Within the records below, find each line that holds the string "flowering", then copy it.

=== Begin Enclosure ===

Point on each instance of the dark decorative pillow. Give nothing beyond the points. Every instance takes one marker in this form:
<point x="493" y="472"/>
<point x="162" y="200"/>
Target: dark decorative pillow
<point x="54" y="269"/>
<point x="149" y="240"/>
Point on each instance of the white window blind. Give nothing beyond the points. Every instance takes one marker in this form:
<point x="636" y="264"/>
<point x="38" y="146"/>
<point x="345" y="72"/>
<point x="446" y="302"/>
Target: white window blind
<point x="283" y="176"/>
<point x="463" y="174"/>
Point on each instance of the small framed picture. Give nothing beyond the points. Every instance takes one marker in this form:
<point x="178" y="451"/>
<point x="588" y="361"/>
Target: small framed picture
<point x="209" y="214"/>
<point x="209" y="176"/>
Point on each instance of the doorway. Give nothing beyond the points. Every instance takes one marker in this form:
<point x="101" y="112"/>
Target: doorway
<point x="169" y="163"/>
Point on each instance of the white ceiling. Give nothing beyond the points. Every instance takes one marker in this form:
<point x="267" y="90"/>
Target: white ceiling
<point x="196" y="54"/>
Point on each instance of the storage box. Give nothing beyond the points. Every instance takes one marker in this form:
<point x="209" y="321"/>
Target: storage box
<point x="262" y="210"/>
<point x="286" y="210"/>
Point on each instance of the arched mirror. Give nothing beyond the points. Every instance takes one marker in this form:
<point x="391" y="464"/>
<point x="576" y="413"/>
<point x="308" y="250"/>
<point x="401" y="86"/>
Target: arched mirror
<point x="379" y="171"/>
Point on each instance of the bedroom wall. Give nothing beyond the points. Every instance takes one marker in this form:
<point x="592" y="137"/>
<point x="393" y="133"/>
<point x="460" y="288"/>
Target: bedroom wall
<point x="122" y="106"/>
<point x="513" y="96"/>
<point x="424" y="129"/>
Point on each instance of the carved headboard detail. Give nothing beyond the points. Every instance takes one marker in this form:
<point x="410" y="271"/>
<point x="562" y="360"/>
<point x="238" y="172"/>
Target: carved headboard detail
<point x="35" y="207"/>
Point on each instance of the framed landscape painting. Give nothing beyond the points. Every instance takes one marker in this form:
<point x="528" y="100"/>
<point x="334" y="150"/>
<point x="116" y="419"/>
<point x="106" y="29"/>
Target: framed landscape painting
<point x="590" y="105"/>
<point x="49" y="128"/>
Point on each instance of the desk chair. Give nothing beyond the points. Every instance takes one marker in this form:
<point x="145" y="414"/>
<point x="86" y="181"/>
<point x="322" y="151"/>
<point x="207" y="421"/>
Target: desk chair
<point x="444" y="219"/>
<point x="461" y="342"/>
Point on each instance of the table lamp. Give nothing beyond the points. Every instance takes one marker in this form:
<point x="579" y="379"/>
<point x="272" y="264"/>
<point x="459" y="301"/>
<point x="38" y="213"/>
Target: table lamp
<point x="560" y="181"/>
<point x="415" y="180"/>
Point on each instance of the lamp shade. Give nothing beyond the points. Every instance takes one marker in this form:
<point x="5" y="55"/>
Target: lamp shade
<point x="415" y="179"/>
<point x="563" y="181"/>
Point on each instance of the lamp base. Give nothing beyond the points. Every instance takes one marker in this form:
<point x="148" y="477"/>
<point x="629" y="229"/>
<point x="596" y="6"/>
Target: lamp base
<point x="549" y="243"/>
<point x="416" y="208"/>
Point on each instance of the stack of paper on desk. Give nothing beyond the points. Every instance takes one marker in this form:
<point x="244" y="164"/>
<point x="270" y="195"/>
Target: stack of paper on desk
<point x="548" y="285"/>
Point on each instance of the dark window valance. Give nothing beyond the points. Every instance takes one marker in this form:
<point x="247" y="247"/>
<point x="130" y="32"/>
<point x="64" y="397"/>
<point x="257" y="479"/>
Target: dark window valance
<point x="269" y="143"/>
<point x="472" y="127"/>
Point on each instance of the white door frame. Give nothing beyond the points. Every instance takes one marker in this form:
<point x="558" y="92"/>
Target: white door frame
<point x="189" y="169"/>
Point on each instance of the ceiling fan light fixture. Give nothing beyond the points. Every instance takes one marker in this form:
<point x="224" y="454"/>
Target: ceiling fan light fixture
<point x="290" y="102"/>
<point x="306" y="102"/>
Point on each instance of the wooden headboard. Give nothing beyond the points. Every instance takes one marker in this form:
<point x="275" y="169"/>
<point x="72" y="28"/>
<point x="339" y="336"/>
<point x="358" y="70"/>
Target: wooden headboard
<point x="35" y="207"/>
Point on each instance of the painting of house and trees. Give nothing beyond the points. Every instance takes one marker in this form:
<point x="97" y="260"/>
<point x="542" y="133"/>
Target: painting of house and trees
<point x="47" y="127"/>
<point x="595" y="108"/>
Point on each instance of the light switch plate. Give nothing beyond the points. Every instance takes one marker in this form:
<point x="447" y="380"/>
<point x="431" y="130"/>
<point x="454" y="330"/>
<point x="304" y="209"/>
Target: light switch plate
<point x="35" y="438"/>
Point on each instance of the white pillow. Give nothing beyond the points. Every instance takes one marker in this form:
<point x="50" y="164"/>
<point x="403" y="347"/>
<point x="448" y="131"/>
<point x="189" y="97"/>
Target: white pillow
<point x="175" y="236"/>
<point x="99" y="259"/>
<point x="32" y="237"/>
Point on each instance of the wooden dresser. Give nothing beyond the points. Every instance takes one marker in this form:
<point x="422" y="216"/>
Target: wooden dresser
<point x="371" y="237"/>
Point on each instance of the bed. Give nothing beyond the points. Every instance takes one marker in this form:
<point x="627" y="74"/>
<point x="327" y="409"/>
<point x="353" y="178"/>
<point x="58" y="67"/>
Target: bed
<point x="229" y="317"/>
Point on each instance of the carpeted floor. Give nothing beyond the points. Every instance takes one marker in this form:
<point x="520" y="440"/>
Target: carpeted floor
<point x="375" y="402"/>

=== End Enclosure ===
=== Begin Enclosure ===

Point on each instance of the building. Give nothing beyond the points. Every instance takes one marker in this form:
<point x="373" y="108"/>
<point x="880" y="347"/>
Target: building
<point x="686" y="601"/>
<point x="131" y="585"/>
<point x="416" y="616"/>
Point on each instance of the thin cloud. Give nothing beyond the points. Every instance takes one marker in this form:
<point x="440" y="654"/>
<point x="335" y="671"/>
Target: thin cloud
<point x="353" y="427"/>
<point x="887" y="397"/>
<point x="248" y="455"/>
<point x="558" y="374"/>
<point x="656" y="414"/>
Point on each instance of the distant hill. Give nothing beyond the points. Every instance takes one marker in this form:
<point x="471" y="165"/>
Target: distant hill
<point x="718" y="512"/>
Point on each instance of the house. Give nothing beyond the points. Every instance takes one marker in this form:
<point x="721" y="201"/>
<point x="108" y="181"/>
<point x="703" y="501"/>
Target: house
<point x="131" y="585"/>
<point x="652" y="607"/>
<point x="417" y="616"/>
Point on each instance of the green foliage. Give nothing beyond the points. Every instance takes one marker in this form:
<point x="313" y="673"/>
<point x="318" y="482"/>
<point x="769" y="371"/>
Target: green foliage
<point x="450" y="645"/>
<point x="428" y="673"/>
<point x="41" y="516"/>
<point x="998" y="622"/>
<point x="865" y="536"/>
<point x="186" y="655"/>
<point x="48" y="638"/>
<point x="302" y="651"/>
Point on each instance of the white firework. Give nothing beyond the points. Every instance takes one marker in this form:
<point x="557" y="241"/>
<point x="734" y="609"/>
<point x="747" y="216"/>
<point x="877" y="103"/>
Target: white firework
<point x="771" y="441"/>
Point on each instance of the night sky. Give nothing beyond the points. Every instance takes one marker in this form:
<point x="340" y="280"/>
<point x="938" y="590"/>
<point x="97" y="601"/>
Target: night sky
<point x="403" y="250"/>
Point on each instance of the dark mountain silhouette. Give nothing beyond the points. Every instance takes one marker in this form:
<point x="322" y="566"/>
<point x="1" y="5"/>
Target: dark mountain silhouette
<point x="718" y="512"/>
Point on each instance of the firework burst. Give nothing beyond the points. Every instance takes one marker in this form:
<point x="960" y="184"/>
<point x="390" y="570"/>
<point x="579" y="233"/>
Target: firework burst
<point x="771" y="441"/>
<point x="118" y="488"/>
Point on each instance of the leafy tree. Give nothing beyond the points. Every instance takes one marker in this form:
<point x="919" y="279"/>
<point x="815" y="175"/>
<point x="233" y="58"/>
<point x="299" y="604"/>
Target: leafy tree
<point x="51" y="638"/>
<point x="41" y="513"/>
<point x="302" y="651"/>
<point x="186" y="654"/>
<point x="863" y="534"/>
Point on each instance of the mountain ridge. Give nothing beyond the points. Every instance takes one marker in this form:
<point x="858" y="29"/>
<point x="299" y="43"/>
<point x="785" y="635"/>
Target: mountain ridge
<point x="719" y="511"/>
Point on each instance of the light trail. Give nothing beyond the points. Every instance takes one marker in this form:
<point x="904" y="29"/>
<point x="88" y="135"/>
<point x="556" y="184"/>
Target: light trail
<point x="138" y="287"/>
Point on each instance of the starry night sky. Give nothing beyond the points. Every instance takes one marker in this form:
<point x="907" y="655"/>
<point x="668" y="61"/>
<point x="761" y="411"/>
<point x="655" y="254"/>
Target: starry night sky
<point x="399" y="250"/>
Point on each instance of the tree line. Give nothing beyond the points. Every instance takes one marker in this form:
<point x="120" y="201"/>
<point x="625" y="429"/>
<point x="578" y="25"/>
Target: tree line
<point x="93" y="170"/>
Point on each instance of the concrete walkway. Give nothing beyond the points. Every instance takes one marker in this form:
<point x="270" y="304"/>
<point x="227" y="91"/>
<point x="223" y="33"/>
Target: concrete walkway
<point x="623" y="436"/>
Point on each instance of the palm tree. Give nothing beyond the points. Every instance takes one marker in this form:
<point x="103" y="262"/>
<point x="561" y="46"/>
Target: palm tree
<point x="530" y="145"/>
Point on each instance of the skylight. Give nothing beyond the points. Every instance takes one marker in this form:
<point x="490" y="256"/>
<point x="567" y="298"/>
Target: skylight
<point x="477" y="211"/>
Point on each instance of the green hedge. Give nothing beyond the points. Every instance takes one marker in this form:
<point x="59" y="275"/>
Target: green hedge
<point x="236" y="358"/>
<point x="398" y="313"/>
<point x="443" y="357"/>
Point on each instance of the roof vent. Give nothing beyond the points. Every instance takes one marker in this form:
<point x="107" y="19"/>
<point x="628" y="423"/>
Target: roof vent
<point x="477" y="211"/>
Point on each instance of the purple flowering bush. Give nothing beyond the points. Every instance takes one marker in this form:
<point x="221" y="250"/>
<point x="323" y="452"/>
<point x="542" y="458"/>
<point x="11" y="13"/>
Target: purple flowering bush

=== End Enclosure ===

→ **Exercise answer**
Point on each instance of the purple flowering bush. Give nothing beyond the points. Every instance takes one marker in this form:
Target: purple flowering bush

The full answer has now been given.